▸ DOCUMENT EXTRACT:
◆ ◆ ◆

- Minimum tank size: 5-10 gallon fish tank,
- Care level: easy – moderate,
- Optimal temperature: 72 °F to 84 °F (22–28 °C),
- pH: 6.5-8,
- dH: 8-12.
Yellow shrimp is an easy-to-keep freshwater water shrimp for beginners. Hobbyists who are familiar with the needs of the popular red cherry shrimp will find it easy to keep yellow shrimps, as the care requirements are exactly the same.
About yellow shrimp
- Species name: Neocaridina heteropoda var. yellow
- Common names: Yellow Shrimp
- Distribution: The Yellow shrimp was developed in Germany and was first released to the public around 2000
- Family: Atyidae
- Order: Decapoda
- Hardiness: easy
- Aggressiveness: Peacefull
- Diet: Omnivore
- Maximum length: 1-2 inches
- Lifespan: 1-2 years in captivity.

◆ ◆ ◆

▸ EXTRACTED MATERIAL:
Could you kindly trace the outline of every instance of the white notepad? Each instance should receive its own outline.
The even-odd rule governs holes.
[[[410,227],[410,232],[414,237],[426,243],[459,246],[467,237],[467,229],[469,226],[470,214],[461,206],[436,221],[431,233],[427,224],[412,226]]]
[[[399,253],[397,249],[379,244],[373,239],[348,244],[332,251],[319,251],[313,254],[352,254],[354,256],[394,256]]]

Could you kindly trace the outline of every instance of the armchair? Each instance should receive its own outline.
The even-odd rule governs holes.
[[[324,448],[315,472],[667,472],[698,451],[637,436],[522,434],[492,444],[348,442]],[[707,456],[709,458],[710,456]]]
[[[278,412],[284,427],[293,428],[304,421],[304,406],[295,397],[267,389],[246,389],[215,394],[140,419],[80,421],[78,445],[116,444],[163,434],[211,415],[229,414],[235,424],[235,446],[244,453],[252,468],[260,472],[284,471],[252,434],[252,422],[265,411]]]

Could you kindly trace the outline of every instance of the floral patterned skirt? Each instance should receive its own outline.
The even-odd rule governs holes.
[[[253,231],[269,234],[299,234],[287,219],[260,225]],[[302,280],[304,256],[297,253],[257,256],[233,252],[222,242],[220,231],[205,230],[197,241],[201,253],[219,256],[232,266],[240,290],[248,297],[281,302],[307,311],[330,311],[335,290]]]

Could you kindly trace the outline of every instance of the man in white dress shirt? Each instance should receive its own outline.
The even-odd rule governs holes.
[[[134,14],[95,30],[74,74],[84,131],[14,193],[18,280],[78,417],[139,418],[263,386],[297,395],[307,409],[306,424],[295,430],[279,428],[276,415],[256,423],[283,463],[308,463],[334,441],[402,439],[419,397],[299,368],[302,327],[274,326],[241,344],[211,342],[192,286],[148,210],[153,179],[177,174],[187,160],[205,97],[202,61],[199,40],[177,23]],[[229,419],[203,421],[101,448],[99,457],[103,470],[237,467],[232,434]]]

◆ ◆ ◆

▸ REQUIRED TASKS:
A. Summarize the yellow shrimp profile in two sentences.
B. Answer these questions from the yellow shrimp profile, one line each:
(i) What is the optimal temperature range?
(ii) To which family does the yellow shrimp belong?
(iii) In which country was the yellow shrimp developed?
C. Reproduce the passage of the yellow shrimp profile that begins at the words "- Minimum tank" and stops after "exactly the same.".

▸ TASK-BY-TASK ANSWERS:
A. Yellow shrimp (Neocaridina heteropoda var. yellow) is an easy-to-keep freshwater shrimp for beginners, and its care requirements are exactly the same as those of the red cherry shrimp. It was developed in Germany and first released to the public around 2000, and it is a peaceful omnivore of the family Atyidae that reaches 1-2 inches and lives 1-2 years in captivity.

B.
(i) 72 °F to 84 °F (22–28 °C)
(ii) Atyidae
(iii) Germany

C.
- Minimum tank size: 5-10 gallon fish tank,
- Care level: easy – moderate,
- Optimal temperature: 72 °F to 84 °F (22–28 °C),
- pH: 6.5-8,
- dH: 8-12.
Yellow shrimp is an easy-to-keep freshwater water shrimp for beginners. Hobbyists who are familiar with the needs of the popular red cherry shrimp will find it easy to keep yellow shrimps, as the care requirements are exactly the same.